ZESTAW ZADAŃ.
**a)** Czego dotyczyła wstrzymana dotacja wymieniona we wpisie o Radiu Maryja?
**b)** Na podstawie czego wpis o Radiu Maryja sugeruje, że walka z tą rozgłośnią znalazła się wśród największych wyzwań rządu?

PODANY FRAGMENT.
···

Grupy dyskusyjne   »   pl.soc.polityka   »   Radio Maryja na celowniku PO

Radio Maryja na celowniku PO

Data: 2009-11-25 01:32:00
Autor: muto2100
Radio Maryja na celowniku PO
Wstrzymanie dotacji dla geotermii toruńskiej, zapowiedź kontroli w
WSKSiM pod pretekstem rzekomych nadużyć prawnych, obelgi posła
Palikota pod adresem dyrektora Radia Maryja... Można odnieść wrażenie,
że w ciągu ostatnich dwóch lat wśród największych wyzwań rządu, obok
zapowiadanej szumnie troski o gospodarkę, stan bezpieczeństwa państwa
i jego pozycję międzynarodową oraz obietnic walki z korupcją (!),
znalazła się również walka z Radiem Maryja i instytucjami z nim
związanymi oraz poniżanie Rodziny Radia Maryja.

···

PRZEKAZANE REKORDY.
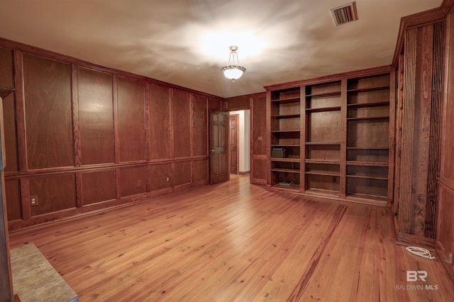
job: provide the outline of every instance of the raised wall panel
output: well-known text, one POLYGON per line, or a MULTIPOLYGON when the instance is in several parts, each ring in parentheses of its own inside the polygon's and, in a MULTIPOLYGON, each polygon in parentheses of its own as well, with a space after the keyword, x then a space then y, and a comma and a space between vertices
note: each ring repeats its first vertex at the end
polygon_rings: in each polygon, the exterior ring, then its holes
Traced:
POLYGON ((190 184, 192 181, 191 162, 177 162, 174 164, 174 185, 190 184))
POLYGON ((112 75, 79 67, 82 164, 114 162, 112 75))
POLYGON ((0 47, 0 87, 14 88, 13 51, 0 47))
POLYGON ((146 191, 146 167, 120 169, 120 194, 121 197, 145 193, 146 191))
POLYGON ((82 174, 82 205, 115 199, 115 170, 82 174))
POLYGON ((5 181, 6 198, 6 213, 8 220, 22 219, 22 206, 21 204, 21 185, 17 179, 5 181))
POLYGON ((191 103, 189 93, 172 89, 174 157, 191 156, 191 103))
MULTIPOLYGON (((253 101, 253 154, 254 155, 265 155, 267 154, 266 140, 267 125, 265 97, 254 98, 253 101)), ((266 174, 262 177, 266 179, 266 174)))
POLYGON ((446 21, 448 45, 444 82, 447 94, 443 99, 441 171, 438 179, 437 254, 454 281, 454 11, 446 21))
POLYGON ((208 156, 206 98, 192 96, 192 155, 208 156))
POLYGON ((150 84, 150 160, 170 158, 172 135, 170 102, 169 87, 150 84))
POLYGON ((149 167, 150 191, 170 188, 172 184, 172 164, 151 164, 149 167), (169 181, 167 181, 167 177, 169 181))
MULTIPOLYGON (((13 52, 0 48, 0 87, 14 88, 13 52)), ((16 128, 15 94, 10 94, 3 100, 5 152, 6 172, 18 171, 17 157, 17 131, 16 128)))
POLYGON ((74 166, 71 67, 23 55, 28 169, 74 166))
POLYGON ((145 84, 119 77, 118 96, 120 162, 145 160, 145 84))
MULTIPOLYGON (((443 259, 446 264, 454 265, 454 190, 449 189, 445 185, 440 186, 438 212, 438 233, 437 240, 443 249, 443 259)), ((452 272, 454 276, 454 267, 452 272)))
POLYGON ((209 180, 208 177, 209 160, 192 161, 192 177, 194 181, 209 180))
POLYGON ((399 232, 436 236, 445 23, 405 35, 399 232))
POLYGON ((38 206, 31 206, 32 216, 76 207, 73 174, 32 177, 30 196, 38 196, 38 206))

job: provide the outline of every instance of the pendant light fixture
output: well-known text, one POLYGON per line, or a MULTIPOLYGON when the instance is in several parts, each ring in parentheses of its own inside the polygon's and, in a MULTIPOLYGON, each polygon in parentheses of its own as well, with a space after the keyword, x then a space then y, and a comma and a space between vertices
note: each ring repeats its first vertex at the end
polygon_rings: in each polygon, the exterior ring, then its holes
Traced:
POLYGON ((226 76, 227 79, 235 81, 241 77, 243 74, 245 72, 246 69, 243 66, 240 66, 238 54, 236 52, 238 49, 238 46, 231 46, 228 49, 230 50, 228 63, 227 63, 226 66, 222 67, 221 70, 222 70, 222 72, 224 73, 224 76, 226 76))

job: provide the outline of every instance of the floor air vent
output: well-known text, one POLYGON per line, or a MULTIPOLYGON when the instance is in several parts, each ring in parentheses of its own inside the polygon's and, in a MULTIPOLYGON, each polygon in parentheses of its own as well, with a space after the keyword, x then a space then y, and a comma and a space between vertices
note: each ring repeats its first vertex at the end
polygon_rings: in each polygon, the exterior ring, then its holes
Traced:
POLYGON ((329 11, 331 13, 331 18, 333 18, 334 25, 336 26, 358 20, 356 2, 331 9, 329 11))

···

ZESTAW ODPOWIEDZI.
**a)** Geotermii toruńskiej.

**b)** Wpis opiera to wrażenie na trzech wymienionych działaniach. Są to wstrzymanie dotacji dla geotermii toruńskiej i zapowiedź kontroli w WSKSiM pod pretekstem rzekomych nadużyć prawnych. Trzecim są obelgi posła Palikota pod adresem dyrektora Radia Maryja.